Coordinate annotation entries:
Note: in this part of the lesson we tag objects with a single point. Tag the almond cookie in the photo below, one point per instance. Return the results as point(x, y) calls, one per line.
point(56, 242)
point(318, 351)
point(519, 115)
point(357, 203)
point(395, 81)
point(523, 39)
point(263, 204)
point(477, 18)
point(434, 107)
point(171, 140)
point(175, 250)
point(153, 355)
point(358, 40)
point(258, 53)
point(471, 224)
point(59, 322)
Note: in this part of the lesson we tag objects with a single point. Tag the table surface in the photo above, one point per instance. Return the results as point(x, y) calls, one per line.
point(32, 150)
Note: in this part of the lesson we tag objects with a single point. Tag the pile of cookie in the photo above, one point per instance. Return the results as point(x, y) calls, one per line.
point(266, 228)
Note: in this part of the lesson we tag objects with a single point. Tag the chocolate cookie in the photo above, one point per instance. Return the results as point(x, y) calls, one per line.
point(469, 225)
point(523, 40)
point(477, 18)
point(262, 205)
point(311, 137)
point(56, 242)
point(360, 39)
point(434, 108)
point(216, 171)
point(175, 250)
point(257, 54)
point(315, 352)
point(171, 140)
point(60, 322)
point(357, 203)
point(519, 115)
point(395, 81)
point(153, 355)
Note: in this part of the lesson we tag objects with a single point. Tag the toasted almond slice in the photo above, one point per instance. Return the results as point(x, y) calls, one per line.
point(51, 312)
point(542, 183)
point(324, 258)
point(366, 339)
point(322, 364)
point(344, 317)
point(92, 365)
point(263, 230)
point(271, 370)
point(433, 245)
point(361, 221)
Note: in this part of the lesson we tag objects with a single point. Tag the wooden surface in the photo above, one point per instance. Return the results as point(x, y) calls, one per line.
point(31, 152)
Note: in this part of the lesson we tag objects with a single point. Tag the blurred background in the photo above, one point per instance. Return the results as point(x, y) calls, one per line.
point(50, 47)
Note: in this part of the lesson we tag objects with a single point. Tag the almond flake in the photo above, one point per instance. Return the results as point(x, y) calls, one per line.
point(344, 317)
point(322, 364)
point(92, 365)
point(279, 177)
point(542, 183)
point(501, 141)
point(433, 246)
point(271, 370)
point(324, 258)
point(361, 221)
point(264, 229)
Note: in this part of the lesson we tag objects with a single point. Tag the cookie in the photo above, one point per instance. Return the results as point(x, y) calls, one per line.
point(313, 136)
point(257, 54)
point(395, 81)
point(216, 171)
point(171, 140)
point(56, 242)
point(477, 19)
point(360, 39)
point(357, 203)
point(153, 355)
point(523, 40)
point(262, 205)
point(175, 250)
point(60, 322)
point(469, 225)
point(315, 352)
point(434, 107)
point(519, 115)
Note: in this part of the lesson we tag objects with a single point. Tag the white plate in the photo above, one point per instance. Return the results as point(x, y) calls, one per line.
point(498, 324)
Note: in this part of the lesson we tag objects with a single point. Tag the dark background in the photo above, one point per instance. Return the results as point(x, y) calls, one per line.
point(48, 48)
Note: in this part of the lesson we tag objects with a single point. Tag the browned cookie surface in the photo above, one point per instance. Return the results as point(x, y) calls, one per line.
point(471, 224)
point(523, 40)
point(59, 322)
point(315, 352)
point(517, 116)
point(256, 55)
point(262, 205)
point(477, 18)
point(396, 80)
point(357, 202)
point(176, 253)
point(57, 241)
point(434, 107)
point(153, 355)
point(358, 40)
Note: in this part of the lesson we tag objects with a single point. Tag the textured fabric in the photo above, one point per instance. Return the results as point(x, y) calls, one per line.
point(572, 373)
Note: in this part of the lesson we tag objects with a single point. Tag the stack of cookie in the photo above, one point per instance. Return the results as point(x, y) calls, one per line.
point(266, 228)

--

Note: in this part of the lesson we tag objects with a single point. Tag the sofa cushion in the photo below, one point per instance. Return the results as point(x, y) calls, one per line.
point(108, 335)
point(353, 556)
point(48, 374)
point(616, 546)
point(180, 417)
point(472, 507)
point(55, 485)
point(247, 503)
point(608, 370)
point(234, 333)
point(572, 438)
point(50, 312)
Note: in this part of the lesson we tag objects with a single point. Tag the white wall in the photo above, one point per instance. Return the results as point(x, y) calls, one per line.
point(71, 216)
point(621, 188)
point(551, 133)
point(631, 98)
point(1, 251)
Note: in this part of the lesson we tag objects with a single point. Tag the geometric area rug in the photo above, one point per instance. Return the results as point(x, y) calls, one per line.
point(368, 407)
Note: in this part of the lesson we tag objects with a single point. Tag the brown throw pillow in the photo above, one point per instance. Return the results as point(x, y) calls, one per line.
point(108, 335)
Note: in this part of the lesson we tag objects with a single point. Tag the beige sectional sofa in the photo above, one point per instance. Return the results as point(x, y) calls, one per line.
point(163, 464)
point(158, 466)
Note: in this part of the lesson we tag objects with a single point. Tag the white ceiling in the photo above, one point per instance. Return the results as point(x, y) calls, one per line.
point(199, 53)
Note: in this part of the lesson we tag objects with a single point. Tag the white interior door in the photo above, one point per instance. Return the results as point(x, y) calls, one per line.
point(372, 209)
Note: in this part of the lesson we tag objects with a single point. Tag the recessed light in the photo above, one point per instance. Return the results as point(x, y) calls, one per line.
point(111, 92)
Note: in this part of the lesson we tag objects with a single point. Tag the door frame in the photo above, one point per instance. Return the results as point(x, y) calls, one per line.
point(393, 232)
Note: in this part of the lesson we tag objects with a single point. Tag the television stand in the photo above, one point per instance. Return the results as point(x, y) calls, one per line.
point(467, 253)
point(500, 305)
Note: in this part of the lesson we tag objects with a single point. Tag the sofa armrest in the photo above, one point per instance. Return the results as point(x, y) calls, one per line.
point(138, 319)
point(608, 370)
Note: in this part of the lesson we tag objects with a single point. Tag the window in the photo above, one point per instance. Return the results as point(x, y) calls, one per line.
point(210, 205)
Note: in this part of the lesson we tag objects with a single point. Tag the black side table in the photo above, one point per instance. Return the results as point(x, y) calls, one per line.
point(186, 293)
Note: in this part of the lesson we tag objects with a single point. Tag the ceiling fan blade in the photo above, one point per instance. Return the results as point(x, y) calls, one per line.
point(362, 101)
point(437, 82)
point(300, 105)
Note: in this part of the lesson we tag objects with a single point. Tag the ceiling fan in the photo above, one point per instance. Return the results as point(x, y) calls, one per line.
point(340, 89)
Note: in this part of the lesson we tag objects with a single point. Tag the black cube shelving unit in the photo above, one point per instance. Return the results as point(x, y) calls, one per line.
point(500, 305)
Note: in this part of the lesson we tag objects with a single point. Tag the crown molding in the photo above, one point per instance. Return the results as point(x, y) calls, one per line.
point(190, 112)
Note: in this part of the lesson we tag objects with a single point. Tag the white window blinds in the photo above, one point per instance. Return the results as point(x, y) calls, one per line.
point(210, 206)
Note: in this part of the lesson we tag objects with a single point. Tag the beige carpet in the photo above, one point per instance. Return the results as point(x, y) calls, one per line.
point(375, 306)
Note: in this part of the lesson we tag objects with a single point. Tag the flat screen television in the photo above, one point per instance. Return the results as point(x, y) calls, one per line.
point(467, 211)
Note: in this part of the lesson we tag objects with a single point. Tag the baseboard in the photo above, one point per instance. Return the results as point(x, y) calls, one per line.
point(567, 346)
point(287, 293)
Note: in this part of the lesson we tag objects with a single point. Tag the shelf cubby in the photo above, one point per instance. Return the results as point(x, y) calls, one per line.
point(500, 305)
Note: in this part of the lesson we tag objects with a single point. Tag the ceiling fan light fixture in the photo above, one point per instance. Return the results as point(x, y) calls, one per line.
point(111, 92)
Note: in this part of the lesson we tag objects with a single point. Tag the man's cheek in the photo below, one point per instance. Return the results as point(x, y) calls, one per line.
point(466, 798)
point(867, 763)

* * *

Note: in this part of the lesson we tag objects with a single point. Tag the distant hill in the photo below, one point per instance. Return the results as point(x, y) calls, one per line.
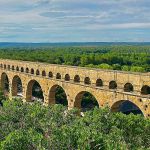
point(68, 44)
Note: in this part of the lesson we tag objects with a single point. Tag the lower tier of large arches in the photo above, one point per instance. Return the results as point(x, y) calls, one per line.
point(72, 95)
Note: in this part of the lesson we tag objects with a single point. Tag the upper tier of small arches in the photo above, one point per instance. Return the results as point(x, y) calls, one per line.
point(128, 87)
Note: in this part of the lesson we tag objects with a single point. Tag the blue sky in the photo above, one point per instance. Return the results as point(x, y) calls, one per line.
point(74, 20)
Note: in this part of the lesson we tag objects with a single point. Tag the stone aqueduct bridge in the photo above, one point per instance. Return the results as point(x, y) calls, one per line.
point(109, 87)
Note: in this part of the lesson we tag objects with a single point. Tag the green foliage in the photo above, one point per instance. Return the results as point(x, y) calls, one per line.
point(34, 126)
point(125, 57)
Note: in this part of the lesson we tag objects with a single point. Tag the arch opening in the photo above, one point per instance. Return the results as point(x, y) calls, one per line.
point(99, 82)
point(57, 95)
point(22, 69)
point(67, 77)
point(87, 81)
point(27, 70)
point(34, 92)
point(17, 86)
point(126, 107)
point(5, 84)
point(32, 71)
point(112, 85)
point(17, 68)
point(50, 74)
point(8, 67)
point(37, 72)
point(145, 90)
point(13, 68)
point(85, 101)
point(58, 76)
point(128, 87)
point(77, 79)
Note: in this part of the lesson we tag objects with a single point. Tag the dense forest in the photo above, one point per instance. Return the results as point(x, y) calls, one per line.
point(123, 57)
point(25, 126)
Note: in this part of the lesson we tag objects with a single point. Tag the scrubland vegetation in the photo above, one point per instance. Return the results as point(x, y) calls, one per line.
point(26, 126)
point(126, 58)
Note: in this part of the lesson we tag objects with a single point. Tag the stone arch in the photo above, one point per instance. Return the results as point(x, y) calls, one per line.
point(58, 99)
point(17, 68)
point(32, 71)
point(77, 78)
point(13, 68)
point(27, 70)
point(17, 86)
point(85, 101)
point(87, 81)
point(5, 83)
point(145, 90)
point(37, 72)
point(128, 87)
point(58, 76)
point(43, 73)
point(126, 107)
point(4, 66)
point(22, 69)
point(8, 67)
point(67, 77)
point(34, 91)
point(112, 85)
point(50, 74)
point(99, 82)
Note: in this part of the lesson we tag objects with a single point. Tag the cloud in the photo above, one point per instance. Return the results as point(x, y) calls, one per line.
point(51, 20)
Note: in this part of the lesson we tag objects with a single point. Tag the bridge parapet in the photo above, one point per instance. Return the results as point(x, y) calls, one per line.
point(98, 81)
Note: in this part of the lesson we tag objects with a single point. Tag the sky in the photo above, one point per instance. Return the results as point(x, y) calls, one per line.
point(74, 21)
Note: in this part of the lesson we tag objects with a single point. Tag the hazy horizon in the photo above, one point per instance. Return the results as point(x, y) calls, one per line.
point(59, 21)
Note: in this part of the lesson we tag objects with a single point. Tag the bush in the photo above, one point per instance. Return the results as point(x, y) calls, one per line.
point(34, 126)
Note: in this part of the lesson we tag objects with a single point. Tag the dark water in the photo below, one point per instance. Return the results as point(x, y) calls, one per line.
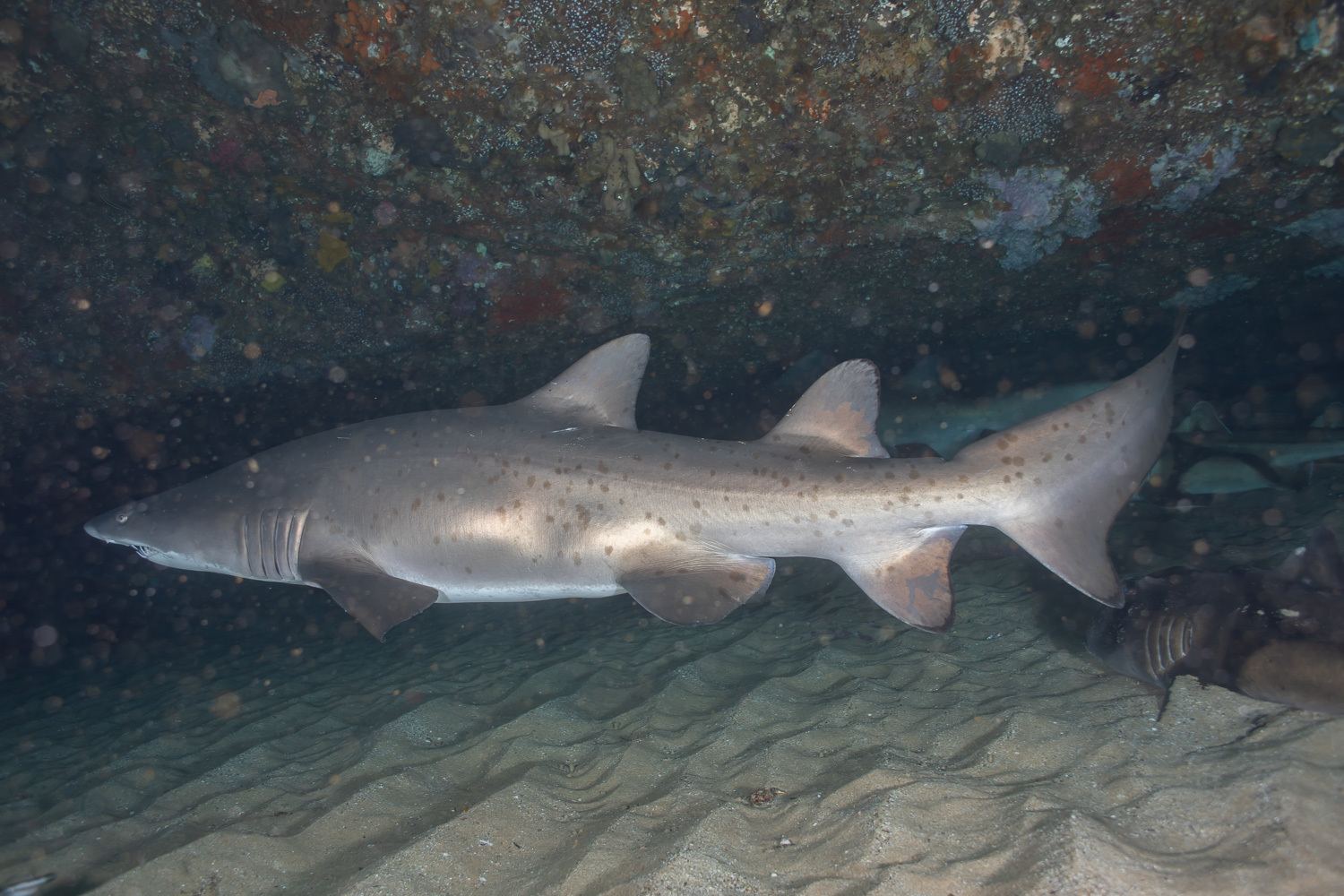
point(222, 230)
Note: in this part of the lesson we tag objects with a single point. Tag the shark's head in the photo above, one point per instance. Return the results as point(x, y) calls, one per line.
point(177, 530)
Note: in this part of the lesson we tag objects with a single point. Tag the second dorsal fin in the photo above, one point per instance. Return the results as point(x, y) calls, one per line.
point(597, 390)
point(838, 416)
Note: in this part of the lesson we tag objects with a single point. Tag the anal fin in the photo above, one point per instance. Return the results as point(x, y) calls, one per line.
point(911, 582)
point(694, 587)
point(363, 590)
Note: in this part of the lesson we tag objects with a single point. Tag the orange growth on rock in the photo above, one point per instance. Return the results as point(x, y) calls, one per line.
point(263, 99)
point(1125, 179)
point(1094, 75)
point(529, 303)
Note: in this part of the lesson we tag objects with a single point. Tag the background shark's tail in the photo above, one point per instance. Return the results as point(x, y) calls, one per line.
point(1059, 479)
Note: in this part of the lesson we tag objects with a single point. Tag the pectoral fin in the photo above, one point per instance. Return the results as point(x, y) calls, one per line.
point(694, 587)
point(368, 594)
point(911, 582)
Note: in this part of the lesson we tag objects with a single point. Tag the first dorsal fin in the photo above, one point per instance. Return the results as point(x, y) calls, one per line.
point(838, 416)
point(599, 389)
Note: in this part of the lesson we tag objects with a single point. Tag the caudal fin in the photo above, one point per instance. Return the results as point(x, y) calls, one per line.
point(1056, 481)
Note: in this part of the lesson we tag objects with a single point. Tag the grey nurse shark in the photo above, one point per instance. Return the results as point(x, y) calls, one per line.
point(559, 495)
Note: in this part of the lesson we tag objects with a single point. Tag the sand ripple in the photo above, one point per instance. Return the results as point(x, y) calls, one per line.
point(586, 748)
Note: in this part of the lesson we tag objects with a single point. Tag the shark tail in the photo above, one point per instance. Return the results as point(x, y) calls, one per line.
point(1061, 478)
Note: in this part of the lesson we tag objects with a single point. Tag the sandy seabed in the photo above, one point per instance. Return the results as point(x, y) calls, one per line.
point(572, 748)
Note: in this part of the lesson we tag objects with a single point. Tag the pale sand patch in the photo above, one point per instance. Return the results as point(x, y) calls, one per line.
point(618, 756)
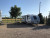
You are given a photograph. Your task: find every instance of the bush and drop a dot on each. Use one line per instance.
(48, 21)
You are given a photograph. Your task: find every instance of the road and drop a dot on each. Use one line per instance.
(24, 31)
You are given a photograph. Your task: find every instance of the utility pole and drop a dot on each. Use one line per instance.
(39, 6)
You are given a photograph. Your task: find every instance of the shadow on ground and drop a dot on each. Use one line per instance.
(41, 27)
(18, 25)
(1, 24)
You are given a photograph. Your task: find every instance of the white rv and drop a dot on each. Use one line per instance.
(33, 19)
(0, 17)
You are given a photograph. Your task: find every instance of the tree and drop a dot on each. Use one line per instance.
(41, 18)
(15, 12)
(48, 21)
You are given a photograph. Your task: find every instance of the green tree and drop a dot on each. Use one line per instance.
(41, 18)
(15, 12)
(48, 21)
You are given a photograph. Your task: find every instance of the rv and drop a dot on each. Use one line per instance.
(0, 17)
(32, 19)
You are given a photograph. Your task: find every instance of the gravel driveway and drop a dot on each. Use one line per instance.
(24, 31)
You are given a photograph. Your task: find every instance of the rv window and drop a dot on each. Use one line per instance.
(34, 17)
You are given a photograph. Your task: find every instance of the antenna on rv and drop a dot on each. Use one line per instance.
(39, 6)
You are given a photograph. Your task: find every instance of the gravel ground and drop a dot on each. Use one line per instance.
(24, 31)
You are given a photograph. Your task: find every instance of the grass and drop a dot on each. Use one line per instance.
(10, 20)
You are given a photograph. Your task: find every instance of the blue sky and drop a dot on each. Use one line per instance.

> Set problem
Copy out the items from the line with "of the antenna" to the line with "of the blue", keeping the request lines unchanged and increasing every coordinate in the answers by 16.

> The result
You are given a photograph. Your task: find every instance of the antenna on rv and drop a dot on each. Use one line per instance.
(55, 22)
You are given a photograph. Your task: find every instance of the gravel ground and drop a dot on each. Use one line per instance.
(40, 47)
You are given a photograph. Your task: find every instance of the grass and drop a dot on each. Use one line per instance.
(26, 36)
You are given a photograph. Your task: find every instance of the blue sky and drop a dot on each. Use one line per instance.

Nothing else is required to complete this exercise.